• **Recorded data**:
start
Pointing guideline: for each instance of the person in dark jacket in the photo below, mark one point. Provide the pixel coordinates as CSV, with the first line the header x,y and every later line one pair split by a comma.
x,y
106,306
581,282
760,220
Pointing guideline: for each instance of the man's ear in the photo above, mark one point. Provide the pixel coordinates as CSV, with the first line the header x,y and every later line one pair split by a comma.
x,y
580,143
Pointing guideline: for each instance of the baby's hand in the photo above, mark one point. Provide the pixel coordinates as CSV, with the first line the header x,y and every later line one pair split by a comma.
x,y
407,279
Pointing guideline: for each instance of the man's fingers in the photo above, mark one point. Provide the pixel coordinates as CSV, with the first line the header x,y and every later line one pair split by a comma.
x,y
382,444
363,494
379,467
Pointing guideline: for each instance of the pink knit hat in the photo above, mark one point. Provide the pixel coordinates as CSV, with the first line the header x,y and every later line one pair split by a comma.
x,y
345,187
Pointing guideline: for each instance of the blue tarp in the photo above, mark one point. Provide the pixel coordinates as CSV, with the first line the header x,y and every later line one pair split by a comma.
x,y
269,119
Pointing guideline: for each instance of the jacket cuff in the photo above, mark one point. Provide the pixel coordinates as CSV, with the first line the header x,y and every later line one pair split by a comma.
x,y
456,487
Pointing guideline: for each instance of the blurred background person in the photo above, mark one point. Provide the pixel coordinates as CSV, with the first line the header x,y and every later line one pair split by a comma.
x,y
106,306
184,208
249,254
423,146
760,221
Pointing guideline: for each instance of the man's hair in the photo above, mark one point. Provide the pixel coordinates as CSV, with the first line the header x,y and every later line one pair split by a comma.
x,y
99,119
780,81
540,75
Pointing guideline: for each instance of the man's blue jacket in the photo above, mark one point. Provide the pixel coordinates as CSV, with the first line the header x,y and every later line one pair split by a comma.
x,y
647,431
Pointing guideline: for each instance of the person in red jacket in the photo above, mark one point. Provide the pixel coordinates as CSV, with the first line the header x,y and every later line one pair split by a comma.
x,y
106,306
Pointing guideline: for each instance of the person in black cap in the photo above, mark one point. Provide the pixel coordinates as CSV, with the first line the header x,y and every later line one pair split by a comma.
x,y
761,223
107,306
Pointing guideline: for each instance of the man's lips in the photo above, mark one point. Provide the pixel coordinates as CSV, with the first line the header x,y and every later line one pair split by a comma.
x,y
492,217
end
• **Short problem**:
Hand back the material above in full, exactly as written.

• **Correct answer**:
Pointing guideline: for each instance of the person in dark jacket in the photo below, mark one point. Provide the pixel coordinates as CSV, with the first line the header x,y and every later line one pair split by a comma.
x,y
106,306
581,282
760,220
Pointing guideline: for each instance of the man's ear in the photo above, mark one point. Provide the pixel coordinates as CSV, with the first line the header x,y and every later line one pair split by a comma.
x,y
580,143
Pointing guideline: for each instance of the baby's hand in the photo above, mark one point. Provide the pixel coordinates as CSV, with the first line the header x,y and every later line one pair split by a comma.
x,y
407,279
Pointing guideline: for each instance of the man's fingers in the photo above, mark one point. Provide the pixel coordinates as CSV, with the first line the header x,y and every later line one pair split by a comma.
x,y
382,444
363,494
379,467
Pointing guideline: for each instance of the pink knit hat in the photo above, mark one point. Provide the pixel coordinates as CSV, with the first line the header x,y and every later line one pair split by a comma.
x,y
345,187
Pointing guideline: for each instance of the blue tarp in the photo above, mark one point. Provide the pixel coordinates as CSV, with the first line the header x,y and every later line one pair split by a comma.
x,y
269,119
Pointing guideline: for each instance of the jacket cuff in the photo above, mark one point. Provide the pixel coordinates as CSV, with the first line the header x,y and every later line one pair split by a comma.
x,y
456,487
Pointing guideline: for each instance of the blurred background person in the photo above, mark one point. Provide the pixel coordinates as CSV, with the first line the header x,y and every later line one pair split by a comma.
x,y
106,306
184,208
249,254
423,146
760,221
Pointing guideline: for each instance of the man's hair in the photo above, mark one point. Provide the pixel coordinates as CSV, with the first line the header x,y and every later line one pair split by a comma.
x,y
99,119
780,81
540,75
Pointing guideline: for each instance of the man's blue jacket in the photo above, mark one point. Provide the pixel coordinates as CSV, with the first line the header x,y and every later line one pair split by a comma.
x,y
647,431
Pointing guideline: for each instance of the person in red jacket in the photo above, mark one point. Provide the pixel coordinates as CSV, with the first line the header x,y and every later line one pair split by a comma.
x,y
106,306
Pointing guideline: for each instance of the person in black cap in the photo above, mark one point. Provide the pixel coordinates as CSV, with the first line the header x,y and every later line one pair split by a comma.
x,y
761,223
107,306
Pointing guideline: for each instance of the man's lips in the photo above, mark one point. Provide the pixel coordinates as CSV, with the first line the header x,y and every later line one pair split by a comma.
x,y
492,217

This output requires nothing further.